# Extracted material
START

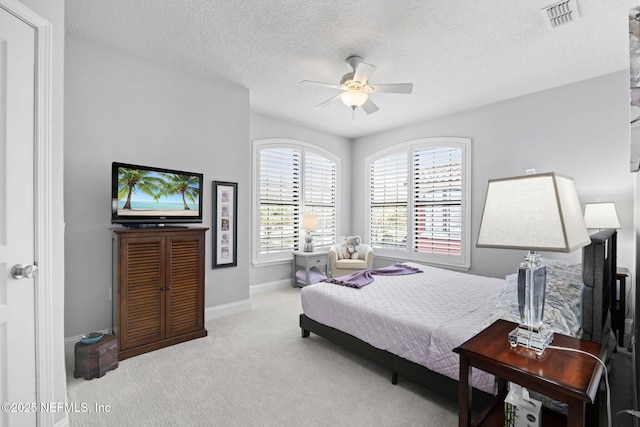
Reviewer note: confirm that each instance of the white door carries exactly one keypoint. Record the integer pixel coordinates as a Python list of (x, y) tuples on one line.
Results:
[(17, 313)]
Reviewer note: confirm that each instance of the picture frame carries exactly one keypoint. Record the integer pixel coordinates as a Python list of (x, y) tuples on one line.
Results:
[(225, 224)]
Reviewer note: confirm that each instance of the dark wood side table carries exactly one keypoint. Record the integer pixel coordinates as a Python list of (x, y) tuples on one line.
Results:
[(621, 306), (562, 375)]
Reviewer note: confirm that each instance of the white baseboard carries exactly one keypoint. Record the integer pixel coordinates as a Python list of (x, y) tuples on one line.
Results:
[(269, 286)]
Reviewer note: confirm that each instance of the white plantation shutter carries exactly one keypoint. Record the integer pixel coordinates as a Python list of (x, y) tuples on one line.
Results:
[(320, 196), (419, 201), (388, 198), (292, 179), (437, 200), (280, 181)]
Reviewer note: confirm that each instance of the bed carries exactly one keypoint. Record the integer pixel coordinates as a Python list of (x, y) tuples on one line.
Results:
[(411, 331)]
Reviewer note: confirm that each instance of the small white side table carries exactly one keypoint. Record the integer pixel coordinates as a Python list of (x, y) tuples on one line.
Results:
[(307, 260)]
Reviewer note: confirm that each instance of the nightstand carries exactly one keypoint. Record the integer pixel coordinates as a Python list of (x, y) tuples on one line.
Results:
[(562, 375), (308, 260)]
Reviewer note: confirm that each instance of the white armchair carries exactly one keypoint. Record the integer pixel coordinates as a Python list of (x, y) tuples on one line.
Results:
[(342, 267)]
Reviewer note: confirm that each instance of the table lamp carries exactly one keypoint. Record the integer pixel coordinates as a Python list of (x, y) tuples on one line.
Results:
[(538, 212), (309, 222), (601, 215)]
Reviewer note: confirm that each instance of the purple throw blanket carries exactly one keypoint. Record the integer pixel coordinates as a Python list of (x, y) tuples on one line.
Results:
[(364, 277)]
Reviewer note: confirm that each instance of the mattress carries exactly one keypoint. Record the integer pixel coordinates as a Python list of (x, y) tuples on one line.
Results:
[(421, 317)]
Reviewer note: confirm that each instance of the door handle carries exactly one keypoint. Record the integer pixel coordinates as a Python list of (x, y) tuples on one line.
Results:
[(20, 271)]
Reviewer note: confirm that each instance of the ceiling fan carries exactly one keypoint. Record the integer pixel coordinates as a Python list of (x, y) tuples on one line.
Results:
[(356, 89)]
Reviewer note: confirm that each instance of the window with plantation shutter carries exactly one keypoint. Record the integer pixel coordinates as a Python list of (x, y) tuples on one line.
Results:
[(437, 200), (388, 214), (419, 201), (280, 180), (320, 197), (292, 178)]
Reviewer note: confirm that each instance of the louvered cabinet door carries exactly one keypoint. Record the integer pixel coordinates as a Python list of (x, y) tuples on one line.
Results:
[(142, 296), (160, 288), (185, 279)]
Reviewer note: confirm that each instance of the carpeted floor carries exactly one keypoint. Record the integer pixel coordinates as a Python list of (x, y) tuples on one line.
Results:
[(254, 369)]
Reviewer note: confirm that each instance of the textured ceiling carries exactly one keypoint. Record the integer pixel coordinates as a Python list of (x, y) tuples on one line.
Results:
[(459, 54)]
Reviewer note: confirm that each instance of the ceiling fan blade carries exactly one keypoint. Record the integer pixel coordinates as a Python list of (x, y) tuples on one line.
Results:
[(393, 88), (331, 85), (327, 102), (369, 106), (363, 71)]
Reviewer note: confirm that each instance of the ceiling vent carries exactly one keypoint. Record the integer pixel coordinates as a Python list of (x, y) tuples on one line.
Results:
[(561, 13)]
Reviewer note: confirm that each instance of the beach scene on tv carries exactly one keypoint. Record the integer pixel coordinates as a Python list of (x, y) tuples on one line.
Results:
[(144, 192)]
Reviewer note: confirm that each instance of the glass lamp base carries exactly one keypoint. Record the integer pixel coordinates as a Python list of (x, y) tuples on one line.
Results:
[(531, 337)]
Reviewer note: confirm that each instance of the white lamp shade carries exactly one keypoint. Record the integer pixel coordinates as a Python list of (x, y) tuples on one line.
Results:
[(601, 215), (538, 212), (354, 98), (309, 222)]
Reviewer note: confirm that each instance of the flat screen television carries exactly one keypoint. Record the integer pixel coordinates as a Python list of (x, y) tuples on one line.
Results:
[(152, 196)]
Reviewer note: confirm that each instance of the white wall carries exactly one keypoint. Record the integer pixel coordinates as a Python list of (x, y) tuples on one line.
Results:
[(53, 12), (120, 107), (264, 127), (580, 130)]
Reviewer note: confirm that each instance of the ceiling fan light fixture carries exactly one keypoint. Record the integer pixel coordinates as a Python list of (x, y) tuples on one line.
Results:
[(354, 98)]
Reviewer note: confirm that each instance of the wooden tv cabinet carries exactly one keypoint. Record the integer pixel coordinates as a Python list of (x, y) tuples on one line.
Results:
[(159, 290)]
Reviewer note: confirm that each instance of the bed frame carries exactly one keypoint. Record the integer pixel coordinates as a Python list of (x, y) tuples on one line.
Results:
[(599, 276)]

END

# Task
Starting at the line that contains "Reviewer note: confirm that each instance of the small" and ending at the line that contains "[(20, 271)]", rewrite those lines in full, requests included, with each keypoint coordinate in the answers multiplied by 1.4 and rounded to a whole number, halves rounding up. Leave out all other lines.

# Expected answer
Reviewer note: confirm that each instance of the small white side table carries exactly one keypoint. Record the integer pixel coordinates as a Python list of (x, y) tuples on one line.
Results:
[(430, 364)]
Reviewer note: confirm that each instance of the nightstand carries exactly one keypoint. Record the integer pixel coordinates as a Python list of (x, y) tuples on one line.
Results:
[(787, 525), (431, 364)]
Reviewer note: confirm that each instance of the white armchair carries exactly one keypoint. Record the integer pixel coordinates as a Python list of (x, y) tuples on one line.
Results:
[(479, 374)]
Reviewer note: confirm that each instance of the table lamp carries exactly one keypoint. Record the integer pixel coordinates as a Python list of (x, y) tuples on one line.
Results:
[(753, 297), (433, 311), (841, 301)]
Reviewer note: confirm that each instance of the purple throw blanket carries exactly one keypoint. Record the integer pixel coordinates as a Python list of (x, y) tuples on one line.
Results:
[(510, 388)]
Reviewer note: confirm that each instance of the mattress carries exactly one keypoint. Record the integer pixel coordinates as a Python list of (x, y) tuples on one line.
Results:
[(589, 444)]
Reviewer note: confirm that each instance of the door handle carries exactly one keypoint. Record the integer pixel coordinates as a Python list of (x, y) tuples on one line.
Results:
[(28, 379)]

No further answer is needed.